Work to complete: Below is a set of records. Please retype every one exactly.

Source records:

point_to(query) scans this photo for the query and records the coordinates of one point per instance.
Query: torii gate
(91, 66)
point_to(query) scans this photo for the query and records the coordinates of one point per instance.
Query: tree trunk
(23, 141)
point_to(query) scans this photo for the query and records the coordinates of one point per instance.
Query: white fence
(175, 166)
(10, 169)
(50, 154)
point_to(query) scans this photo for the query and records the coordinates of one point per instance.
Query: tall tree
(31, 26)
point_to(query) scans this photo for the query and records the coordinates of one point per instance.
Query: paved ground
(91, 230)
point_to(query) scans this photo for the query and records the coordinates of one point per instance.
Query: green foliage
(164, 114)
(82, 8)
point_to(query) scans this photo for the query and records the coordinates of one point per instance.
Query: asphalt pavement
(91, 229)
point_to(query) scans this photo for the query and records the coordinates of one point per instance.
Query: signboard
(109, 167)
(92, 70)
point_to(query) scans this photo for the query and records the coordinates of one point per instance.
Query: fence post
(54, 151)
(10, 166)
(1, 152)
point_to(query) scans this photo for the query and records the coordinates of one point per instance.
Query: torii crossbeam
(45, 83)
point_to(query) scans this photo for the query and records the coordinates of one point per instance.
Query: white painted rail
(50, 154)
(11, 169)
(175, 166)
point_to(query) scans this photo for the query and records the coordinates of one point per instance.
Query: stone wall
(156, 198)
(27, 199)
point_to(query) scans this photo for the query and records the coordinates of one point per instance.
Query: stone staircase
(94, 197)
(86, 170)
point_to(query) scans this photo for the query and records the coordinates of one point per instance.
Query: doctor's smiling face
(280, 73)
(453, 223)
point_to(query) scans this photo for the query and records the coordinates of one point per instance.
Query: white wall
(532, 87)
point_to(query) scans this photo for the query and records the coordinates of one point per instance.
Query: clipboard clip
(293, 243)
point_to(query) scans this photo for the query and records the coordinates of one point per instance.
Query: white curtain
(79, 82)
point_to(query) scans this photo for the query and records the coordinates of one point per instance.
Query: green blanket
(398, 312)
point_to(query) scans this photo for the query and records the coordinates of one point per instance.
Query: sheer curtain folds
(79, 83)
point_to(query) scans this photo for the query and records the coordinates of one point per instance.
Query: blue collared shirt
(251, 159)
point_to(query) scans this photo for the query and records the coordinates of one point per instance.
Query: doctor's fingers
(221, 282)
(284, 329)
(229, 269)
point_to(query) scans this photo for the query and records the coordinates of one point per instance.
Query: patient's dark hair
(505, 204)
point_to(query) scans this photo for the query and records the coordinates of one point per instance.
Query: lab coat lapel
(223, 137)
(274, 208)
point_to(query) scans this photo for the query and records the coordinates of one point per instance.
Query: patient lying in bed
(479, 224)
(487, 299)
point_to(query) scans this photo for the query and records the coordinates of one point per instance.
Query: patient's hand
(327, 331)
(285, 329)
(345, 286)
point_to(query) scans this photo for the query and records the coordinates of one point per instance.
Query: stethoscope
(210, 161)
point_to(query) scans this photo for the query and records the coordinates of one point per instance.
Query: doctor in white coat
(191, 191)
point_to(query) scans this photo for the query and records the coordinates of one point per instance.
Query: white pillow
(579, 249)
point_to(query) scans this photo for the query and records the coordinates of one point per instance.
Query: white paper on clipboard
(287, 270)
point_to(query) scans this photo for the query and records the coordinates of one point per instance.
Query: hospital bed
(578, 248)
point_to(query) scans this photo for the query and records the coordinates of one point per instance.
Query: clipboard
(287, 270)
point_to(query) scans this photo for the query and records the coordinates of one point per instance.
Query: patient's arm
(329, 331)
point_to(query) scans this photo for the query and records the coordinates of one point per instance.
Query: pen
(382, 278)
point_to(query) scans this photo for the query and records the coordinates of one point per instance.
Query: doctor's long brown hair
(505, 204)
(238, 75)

Solution to this task:
point_to(query) scans this photo for the query and records the coordinates of one point per instance.
Query: torii gate
(91, 66)
point_to(query) scans this photo for the query and records the coordinates of one point per instance.
Query: tree trunk
(23, 141)
point_to(query) scans this photo for the query and records the coordinates of one point per instance.
Query: white fence
(175, 166)
(10, 169)
(50, 154)
point_to(query) scans this photo for the query and records the coordinates of one point per instance.
Query: tall tree
(31, 26)
point_to(query) scans this photo for the query and records the coordinates of one point per instance.
Query: paved ground
(91, 230)
point_to(query) scans this photo for the query and records the coordinates of one point per instance.
Query: green foliage
(164, 114)
(82, 8)
point_to(query) scans this photo for the query and records the coordinates of one point per instance.
Query: asphalt pavement
(91, 229)
point_to(query) scans this photo for the query and records the coordinates of one point per instance.
Query: signboard
(109, 167)
(92, 70)
point_to(query) scans this photo for the query and records the coordinates of one point per instance.
Query: fence post
(54, 151)
(10, 166)
(1, 152)
point_to(query) scans this photo for the query and records the coordinates of one point per instance.
Query: torii crossbeam
(45, 83)
point_to(query) scans this photo for the query and records the coordinates of one point per instance.
Query: white painted rail
(50, 154)
(11, 169)
(175, 166)
point_to(query) scans this photo for the query and records the coordinates of one point per instance.
Query: stone wall
(156, 198)
(27, 199)
point_to(query) scans this photo for the query and records the coordinates of one point per instance.
Query: stone staircase
(94, 197)
(86, 170)
point_to(query) scans this photo for the query and records the coordinates of one point per instance.
Query: doctor's smiling face
(280, 73)
(453, 223)
point_to(query) scans this photo for the query and records the coordinates of one point per instance.
Query: white wall
(532, 87)
point_to(query) scans this photo for the query and records the coordinates of one point per instance.
Query: clipboard clip
(293, 243)
point_to(query) scans this photo for the query and records the coordinates of one point per instance.
Query: white curtain
(79, 82)
point_to(query) scans this photo for the query and records the coordinates of one point per instance.
Query: green blanket
(398, 312)
point_to(query) scans this photo for the query and records the coordinates of one point per instance.
Query: sheer curtain folds
(79, 83)
point_to(query) scans this photo for the query and records the coordinates of one point per instance.
Query: blue collared shirt
(251, 159)
point_to(query) scans this photo for the query and records the coordinates of one point per instance.
Query: doctor's fingers
(221, 282)
(284, 329)
(229, 269)
point_to(query) scans this photo for the query and records the coordinates of one point per instance.
Query: patient's dark hair
(505, 204)
point_to(query) scans this photo for the query and records the coordinates of one point per instance.
Query: lab coat lapel
(223, 137)
(274, 208)
point_to(query) scans this photo for the query and records the coordinates of one point per instance.
Query: patient lying in bed
(479, 224)
(487, 299)
point_to(query) scans this photo for the query and records the coordinates of one point per instance.
Query: patient's hand
(327, 331)
(285, 329)
(345, 286)
point_to(query) scans this photo for the query and records the coordinates of one point per instance.
Query: stethoscope
(210, 161)
point_to(query) scans this photo for the query and records the coordinates of one point per instance.
Query: doctor in white coat
(191, 191)
point_to(query) scans this photo for the query and records the coordinates of one point per instance.
Query: white pillow
(579, 249)
point_to(query) scans this photo for the query and records the coordinates of one point per instance.
Query: white paper on clipboard
(287, 270)
point_to(query) scans this photo for the query and records the coordinates of one point per instance.
Query: hospital bed
(578, 248)
point_to(query) scans this photo for the query and records the coordinates of one point per instance.
Query: clipboard
(287, 270)
point_to(query) scans this photo for the query and records the coordinates of one point per instance.
Query: patient's arm
(329, 331)
point_to(query) scans this photo for the query and records the coordinates of one point per instance.
Query: pen
(382, 278)
point_to(query) scans this photo for the query and records the coordinates of one point per instance.
Query: doctor's long brown hair
(505, 204)
(238, 75)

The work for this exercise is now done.